→ **Record excerpts**:
**********
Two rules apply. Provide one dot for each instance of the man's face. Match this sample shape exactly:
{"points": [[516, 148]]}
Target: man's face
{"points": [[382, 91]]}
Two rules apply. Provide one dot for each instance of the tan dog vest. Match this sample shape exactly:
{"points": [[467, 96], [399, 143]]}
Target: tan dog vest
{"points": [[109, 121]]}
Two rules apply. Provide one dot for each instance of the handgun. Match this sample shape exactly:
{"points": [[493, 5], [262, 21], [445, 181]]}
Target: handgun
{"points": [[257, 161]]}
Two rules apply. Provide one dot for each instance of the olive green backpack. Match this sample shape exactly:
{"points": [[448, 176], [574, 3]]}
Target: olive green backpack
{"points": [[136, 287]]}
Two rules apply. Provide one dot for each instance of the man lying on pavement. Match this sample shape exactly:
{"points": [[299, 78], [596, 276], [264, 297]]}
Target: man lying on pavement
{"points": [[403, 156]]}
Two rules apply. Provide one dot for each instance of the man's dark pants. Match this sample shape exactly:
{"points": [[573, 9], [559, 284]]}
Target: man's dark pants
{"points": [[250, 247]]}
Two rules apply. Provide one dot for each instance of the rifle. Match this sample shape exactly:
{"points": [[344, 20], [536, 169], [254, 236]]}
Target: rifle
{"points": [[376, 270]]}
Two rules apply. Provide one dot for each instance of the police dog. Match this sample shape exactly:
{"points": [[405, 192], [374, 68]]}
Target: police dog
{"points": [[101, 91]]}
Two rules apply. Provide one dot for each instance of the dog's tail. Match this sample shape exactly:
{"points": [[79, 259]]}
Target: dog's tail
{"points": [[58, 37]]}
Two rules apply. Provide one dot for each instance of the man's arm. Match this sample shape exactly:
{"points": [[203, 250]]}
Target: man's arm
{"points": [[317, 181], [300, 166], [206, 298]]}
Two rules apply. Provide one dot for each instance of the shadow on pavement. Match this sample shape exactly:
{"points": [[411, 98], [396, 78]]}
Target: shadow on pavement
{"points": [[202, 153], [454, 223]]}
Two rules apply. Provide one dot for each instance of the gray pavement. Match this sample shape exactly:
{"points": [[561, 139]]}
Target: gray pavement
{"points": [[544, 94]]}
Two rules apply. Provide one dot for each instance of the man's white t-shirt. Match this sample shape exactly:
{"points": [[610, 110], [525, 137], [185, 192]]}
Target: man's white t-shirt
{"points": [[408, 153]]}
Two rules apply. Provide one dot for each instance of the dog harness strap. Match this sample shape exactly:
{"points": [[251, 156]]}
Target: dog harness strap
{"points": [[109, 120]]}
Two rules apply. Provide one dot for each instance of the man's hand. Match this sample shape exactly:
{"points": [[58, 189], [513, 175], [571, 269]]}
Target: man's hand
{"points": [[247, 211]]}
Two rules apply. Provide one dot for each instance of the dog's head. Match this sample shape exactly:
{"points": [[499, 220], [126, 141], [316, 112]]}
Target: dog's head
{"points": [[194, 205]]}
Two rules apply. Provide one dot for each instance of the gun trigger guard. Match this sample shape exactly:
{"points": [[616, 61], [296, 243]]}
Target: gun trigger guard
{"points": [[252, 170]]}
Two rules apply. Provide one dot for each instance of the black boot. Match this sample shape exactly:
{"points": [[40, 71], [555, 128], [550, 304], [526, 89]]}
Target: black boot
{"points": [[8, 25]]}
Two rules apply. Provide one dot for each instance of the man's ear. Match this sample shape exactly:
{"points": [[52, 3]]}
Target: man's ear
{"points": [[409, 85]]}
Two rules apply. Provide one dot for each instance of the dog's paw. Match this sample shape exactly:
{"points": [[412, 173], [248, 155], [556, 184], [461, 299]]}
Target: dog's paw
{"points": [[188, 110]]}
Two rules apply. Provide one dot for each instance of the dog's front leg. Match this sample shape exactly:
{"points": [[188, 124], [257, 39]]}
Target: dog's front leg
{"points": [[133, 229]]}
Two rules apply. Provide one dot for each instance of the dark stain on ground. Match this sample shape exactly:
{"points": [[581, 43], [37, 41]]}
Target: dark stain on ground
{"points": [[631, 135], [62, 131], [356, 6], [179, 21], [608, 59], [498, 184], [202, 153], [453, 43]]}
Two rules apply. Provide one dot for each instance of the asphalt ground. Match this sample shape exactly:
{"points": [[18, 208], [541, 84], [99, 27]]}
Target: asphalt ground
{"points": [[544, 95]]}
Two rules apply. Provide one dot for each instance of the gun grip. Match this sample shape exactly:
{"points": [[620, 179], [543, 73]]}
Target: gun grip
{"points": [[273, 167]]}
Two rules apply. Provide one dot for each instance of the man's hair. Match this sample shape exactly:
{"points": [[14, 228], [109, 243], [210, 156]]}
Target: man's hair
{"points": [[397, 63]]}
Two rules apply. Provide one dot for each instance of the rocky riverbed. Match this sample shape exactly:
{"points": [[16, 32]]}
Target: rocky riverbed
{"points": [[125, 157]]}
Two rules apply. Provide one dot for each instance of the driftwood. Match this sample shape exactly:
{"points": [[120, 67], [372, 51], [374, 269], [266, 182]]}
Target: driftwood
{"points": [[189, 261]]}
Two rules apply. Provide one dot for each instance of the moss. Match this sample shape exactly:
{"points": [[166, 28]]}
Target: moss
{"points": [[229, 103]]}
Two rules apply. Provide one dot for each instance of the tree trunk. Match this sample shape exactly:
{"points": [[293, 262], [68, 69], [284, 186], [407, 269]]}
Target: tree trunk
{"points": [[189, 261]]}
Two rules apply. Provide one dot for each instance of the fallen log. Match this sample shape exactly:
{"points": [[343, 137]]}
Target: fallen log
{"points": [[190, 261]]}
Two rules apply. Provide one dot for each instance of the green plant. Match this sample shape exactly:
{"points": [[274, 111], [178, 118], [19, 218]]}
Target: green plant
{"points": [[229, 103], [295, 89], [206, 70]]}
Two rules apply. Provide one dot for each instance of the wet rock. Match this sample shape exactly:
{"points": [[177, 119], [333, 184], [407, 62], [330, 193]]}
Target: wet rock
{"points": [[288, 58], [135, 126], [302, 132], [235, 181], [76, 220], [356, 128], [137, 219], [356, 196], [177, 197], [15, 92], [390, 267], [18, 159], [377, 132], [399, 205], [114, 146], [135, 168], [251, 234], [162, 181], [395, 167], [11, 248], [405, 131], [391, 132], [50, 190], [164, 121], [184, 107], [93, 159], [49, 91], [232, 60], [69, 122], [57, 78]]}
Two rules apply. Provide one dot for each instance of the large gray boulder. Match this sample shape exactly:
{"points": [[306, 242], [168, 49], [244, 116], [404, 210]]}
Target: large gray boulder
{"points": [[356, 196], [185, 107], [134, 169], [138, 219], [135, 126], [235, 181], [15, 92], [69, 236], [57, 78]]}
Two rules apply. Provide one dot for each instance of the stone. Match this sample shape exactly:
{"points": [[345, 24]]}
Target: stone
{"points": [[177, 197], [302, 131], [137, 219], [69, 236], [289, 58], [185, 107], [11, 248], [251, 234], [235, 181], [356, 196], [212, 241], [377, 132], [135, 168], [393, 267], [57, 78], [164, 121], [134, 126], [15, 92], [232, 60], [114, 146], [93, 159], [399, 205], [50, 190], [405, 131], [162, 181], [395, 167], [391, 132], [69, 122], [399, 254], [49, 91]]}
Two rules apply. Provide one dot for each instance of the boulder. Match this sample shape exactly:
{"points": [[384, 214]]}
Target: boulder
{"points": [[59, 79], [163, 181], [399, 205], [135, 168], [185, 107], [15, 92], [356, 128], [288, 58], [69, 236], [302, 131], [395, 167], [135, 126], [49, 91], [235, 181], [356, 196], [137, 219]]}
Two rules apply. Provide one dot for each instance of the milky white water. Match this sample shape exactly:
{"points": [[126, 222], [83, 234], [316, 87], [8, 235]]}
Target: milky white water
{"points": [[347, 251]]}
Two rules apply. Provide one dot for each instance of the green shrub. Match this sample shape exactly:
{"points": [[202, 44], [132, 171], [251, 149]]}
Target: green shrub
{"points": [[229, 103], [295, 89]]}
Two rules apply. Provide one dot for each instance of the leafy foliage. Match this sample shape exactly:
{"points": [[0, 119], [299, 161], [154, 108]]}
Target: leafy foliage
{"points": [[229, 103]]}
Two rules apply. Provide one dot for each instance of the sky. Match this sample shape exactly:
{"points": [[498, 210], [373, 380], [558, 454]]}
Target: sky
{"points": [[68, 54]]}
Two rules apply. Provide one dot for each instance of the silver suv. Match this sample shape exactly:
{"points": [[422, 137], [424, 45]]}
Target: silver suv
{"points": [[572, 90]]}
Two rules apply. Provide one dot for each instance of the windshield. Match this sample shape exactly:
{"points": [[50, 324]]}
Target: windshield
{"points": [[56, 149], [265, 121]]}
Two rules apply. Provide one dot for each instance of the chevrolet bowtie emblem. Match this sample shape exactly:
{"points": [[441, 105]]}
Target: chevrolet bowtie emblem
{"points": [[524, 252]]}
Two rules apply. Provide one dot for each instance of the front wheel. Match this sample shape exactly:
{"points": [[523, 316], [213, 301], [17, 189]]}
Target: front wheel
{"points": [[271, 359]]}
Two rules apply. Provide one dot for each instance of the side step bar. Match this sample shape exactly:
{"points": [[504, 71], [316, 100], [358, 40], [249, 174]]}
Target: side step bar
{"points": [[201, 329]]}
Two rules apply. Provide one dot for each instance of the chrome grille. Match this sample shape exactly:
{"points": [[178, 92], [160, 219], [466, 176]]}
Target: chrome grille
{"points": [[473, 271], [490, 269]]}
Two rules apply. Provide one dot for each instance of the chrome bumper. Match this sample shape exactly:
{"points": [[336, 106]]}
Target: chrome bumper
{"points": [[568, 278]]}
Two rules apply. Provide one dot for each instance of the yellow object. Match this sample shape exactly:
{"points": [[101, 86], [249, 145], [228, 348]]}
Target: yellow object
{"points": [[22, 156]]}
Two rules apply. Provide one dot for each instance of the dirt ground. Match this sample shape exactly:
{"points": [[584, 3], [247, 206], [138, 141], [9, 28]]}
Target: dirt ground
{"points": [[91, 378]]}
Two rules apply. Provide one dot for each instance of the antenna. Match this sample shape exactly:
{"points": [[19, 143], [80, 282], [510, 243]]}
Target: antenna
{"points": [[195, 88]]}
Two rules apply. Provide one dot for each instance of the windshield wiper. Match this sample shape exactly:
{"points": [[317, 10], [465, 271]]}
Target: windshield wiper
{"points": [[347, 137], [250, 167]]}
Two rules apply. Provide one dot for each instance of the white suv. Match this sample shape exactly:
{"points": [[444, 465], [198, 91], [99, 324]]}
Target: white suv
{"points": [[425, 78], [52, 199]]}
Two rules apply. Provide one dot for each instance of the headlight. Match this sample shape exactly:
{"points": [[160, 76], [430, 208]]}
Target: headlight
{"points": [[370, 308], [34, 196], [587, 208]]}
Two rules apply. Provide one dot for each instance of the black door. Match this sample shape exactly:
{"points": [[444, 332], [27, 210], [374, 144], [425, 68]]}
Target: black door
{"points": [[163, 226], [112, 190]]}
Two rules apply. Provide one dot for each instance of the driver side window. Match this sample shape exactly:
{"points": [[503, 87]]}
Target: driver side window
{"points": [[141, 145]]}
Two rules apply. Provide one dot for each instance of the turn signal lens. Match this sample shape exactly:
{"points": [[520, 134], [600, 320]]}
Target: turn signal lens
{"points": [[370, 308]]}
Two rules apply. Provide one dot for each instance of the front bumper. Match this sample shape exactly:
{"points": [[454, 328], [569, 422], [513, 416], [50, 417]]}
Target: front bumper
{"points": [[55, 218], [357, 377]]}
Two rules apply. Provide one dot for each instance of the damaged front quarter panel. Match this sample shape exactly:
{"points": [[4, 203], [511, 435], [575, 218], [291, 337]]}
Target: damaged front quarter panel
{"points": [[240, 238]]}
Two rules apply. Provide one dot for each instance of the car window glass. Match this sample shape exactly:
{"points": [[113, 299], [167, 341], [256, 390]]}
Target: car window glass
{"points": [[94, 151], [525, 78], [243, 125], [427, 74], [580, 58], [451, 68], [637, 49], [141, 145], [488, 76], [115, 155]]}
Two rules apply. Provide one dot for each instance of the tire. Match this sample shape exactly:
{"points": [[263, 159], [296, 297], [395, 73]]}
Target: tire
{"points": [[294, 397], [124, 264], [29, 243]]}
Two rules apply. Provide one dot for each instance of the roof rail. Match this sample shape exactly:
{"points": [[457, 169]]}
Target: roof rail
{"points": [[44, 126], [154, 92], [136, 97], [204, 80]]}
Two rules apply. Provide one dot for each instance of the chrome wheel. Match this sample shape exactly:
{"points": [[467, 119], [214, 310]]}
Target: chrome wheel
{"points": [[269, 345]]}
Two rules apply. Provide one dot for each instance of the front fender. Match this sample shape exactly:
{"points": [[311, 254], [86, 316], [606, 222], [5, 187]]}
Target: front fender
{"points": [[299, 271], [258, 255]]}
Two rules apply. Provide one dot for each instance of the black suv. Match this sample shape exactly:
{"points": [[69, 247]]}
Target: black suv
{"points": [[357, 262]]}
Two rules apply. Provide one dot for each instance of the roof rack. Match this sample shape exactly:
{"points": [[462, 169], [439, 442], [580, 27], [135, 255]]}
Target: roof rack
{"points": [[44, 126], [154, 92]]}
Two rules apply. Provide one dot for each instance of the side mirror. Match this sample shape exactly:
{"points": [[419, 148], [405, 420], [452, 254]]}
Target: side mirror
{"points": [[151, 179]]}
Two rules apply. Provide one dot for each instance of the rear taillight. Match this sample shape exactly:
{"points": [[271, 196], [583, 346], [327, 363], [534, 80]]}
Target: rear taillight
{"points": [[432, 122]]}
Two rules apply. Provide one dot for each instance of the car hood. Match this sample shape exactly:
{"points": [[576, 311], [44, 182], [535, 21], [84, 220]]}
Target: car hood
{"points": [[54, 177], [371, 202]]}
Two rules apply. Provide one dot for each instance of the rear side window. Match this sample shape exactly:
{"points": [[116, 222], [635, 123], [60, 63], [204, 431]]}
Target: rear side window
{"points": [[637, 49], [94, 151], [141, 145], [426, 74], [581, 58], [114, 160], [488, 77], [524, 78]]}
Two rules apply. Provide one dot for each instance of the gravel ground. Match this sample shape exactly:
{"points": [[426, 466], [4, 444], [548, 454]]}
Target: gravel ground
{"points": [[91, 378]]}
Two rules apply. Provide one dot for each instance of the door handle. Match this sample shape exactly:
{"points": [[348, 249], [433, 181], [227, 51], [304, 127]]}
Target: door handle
**********
→ **Given problem**:
Give back exactly the lines from the one containing "the rear side" to the end of the material, both ends included.

→ **Result of the task**:
Two rules apply. Provide one dot for each instance of the rear side window. Match this sample shape exactly:
{"points": [[116, 222], [635, 123], [60, 63], [204, 431]]}
Target: rear side window
{"points": [[637, 49], [94, 151], [141, 145], [426, 74], [581, 58], [114, 160], [488, 77], [524, 78]]}
Two rules apply. Provide one dot for each instance of the gravel ground. Match this sample shape exactly:
{"points": [[426, 466], [4, 444], [548, 454]]}
Target: gravel ground
{"points": [[91, 378]]}
Two rules apply. Provide one dot for each instance of the door handle. Match this sample shape exactly:
{"points": [[348, 249], [433, 181], [227, 51], [304, 127]]}
Target: door handle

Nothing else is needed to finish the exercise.